**Problem requirements:** Quote, without any change, the line that contains "[spot] the stainless steel sink" and all lines that follow it to the end of the data below.

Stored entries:
┌──

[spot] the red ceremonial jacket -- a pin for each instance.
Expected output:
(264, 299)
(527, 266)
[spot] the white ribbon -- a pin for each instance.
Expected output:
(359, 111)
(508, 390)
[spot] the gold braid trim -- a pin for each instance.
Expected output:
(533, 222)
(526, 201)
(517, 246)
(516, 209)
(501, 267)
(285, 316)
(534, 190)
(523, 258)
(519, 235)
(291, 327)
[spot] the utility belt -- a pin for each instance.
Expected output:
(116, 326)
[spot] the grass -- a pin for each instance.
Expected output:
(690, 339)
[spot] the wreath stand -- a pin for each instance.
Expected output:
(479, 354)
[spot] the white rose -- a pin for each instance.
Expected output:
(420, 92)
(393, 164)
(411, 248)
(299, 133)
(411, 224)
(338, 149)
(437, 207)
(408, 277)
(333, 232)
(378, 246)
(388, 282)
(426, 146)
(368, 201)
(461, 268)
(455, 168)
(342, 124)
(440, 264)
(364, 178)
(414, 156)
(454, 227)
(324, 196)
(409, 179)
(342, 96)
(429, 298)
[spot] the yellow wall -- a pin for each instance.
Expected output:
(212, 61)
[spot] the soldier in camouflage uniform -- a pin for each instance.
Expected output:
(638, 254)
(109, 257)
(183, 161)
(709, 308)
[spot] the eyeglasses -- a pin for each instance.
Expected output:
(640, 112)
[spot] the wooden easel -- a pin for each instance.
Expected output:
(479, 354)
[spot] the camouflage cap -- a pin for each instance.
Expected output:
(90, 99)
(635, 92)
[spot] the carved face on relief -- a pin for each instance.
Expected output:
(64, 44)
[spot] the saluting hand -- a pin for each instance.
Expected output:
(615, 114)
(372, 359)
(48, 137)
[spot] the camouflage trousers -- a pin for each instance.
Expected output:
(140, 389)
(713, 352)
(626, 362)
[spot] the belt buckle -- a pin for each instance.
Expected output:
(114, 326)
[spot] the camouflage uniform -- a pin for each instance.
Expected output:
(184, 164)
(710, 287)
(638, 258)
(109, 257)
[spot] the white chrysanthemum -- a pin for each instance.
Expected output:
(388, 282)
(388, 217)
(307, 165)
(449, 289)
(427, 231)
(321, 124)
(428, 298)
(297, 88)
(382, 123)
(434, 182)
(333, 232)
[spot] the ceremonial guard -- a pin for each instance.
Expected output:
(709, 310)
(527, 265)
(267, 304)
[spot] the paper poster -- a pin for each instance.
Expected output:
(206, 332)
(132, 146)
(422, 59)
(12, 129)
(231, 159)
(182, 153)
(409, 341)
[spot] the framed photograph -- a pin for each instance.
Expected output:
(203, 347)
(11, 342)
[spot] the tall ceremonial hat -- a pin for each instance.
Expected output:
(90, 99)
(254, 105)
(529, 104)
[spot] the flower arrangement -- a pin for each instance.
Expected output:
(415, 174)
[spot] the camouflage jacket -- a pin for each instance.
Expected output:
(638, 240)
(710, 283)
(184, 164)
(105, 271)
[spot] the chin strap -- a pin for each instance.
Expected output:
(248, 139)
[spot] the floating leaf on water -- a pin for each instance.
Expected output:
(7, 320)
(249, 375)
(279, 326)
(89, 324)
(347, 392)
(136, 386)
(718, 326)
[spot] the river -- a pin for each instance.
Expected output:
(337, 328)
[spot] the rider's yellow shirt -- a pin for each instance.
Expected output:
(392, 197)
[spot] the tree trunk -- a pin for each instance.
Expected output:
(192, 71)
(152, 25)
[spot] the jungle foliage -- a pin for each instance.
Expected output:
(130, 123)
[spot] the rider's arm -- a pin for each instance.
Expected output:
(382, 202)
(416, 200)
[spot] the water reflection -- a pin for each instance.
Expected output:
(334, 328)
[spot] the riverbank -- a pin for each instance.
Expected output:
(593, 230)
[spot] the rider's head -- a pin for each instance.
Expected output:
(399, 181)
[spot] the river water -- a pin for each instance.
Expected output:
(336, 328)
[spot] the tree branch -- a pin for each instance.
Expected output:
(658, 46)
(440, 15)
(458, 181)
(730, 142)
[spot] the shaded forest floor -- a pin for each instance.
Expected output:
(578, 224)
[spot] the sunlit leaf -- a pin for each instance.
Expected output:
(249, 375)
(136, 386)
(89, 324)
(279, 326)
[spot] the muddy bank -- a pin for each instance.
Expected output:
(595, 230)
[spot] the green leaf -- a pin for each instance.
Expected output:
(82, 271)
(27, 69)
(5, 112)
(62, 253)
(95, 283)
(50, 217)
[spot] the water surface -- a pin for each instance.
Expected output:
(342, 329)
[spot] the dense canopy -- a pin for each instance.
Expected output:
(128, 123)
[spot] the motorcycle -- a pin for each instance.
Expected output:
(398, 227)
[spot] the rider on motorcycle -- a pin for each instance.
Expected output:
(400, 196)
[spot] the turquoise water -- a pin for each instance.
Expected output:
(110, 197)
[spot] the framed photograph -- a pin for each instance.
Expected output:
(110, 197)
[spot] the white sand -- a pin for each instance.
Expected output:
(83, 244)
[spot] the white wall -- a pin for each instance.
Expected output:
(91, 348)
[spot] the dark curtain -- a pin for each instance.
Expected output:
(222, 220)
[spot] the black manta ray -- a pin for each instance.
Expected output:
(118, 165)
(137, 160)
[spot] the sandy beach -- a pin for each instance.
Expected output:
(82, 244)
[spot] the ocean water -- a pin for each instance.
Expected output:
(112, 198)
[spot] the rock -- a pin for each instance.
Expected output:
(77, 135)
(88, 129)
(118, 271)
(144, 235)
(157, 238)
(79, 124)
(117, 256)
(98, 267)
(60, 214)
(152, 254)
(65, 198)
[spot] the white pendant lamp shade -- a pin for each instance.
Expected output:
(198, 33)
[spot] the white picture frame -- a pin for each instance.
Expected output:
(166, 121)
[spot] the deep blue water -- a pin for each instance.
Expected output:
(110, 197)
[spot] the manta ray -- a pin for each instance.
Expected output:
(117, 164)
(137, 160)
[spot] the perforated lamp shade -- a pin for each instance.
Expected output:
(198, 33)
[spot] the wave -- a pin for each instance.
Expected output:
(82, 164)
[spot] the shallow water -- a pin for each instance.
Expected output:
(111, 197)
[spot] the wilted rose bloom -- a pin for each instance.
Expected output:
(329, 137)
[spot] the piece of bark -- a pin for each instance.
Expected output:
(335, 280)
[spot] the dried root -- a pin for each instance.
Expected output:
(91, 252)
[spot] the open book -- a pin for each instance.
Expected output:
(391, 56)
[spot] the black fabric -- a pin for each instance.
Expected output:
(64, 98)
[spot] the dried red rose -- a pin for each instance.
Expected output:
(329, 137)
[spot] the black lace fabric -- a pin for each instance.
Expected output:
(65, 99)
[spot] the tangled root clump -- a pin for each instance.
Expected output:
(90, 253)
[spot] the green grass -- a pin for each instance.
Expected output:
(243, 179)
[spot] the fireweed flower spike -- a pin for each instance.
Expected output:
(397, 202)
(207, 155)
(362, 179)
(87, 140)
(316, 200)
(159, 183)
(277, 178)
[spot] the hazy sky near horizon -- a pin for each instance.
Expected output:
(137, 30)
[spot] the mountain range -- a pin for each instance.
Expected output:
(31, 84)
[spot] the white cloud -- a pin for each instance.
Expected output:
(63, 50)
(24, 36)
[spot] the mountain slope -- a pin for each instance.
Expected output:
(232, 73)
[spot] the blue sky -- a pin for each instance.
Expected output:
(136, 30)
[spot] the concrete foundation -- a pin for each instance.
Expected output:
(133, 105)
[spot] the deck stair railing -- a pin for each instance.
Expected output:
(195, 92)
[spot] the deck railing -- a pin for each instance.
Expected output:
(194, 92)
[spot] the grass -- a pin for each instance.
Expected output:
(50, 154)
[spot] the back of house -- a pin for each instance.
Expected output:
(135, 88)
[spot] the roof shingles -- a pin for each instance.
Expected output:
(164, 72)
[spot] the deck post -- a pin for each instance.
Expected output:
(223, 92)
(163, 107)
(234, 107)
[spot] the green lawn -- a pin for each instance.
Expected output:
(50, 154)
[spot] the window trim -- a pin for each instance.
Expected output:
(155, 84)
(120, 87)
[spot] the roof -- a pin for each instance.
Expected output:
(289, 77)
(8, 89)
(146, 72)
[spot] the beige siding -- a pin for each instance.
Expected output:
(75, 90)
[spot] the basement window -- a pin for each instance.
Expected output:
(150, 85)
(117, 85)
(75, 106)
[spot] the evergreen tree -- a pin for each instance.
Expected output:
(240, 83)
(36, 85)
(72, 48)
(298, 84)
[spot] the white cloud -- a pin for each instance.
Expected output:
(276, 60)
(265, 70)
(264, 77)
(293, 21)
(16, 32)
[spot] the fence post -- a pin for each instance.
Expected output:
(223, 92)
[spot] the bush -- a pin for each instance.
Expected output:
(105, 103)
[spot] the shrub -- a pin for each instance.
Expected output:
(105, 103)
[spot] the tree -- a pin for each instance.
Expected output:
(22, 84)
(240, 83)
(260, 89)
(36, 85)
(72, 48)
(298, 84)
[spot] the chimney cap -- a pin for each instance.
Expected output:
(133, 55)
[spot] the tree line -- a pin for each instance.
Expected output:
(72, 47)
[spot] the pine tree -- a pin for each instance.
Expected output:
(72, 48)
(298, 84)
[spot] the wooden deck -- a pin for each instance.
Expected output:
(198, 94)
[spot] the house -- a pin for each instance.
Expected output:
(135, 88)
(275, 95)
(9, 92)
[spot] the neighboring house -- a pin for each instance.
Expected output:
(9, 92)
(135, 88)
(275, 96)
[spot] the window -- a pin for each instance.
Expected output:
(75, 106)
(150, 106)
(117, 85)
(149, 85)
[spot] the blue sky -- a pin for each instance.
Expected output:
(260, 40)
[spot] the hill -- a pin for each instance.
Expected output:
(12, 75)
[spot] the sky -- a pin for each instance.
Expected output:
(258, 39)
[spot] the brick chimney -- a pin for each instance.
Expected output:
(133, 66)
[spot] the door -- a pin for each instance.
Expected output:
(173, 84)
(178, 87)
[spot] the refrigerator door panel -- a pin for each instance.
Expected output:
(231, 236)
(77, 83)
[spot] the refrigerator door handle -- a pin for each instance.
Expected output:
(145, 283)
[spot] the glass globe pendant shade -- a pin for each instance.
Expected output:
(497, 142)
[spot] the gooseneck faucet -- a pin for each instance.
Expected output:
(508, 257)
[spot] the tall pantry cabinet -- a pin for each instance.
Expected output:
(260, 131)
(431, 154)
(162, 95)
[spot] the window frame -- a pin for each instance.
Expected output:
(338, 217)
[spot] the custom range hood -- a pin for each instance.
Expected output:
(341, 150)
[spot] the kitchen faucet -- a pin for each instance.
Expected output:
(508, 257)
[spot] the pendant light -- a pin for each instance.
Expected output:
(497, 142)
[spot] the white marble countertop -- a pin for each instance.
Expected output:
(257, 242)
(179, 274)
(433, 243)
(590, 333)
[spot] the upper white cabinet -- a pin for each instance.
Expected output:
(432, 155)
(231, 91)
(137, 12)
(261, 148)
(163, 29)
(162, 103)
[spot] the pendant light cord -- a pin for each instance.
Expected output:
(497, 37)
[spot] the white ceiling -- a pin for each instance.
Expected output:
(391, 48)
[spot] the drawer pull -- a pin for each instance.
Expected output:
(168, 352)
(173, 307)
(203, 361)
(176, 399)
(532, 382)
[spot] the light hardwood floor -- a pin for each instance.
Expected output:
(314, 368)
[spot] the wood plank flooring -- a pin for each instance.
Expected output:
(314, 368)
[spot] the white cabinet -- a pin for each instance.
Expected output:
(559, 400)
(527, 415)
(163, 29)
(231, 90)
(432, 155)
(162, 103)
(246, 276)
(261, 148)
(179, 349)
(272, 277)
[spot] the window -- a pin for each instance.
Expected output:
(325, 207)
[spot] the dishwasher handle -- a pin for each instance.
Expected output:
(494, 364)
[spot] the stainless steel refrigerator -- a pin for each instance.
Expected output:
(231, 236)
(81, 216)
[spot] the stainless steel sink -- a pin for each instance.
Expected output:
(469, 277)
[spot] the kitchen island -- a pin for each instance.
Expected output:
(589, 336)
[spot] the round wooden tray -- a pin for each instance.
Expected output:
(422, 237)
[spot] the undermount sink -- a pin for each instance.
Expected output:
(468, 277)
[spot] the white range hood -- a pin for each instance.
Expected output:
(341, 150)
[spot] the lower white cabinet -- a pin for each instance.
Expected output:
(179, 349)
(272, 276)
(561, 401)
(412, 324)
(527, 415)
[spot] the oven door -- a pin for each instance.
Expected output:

└──

**Response to the task:**
[spot] the stainless steel sink -- a pin for each instance.
Expected output:
(469, 277)
[spot] the kitchen island -- a pin for each instance.
Expected output:
(589, 336)
[spot] the round wooden tray -- a pin for each instance.
Expected output:
(422, 237)
[spot] the undermount sink -- a pin for each instance.
Expected output:
(468, 277)
[spot] the white range hood -- a pin for each instance.
Expected output:
(341, 150)
[spot] the lower white cabinet -- a pin for each instance.
Expected output:
(179, 349)
(272, 276)
(561, 401)
(412, 324)
(527, 415)
[spot] the oven door -- a pin for each instance.
Expected output:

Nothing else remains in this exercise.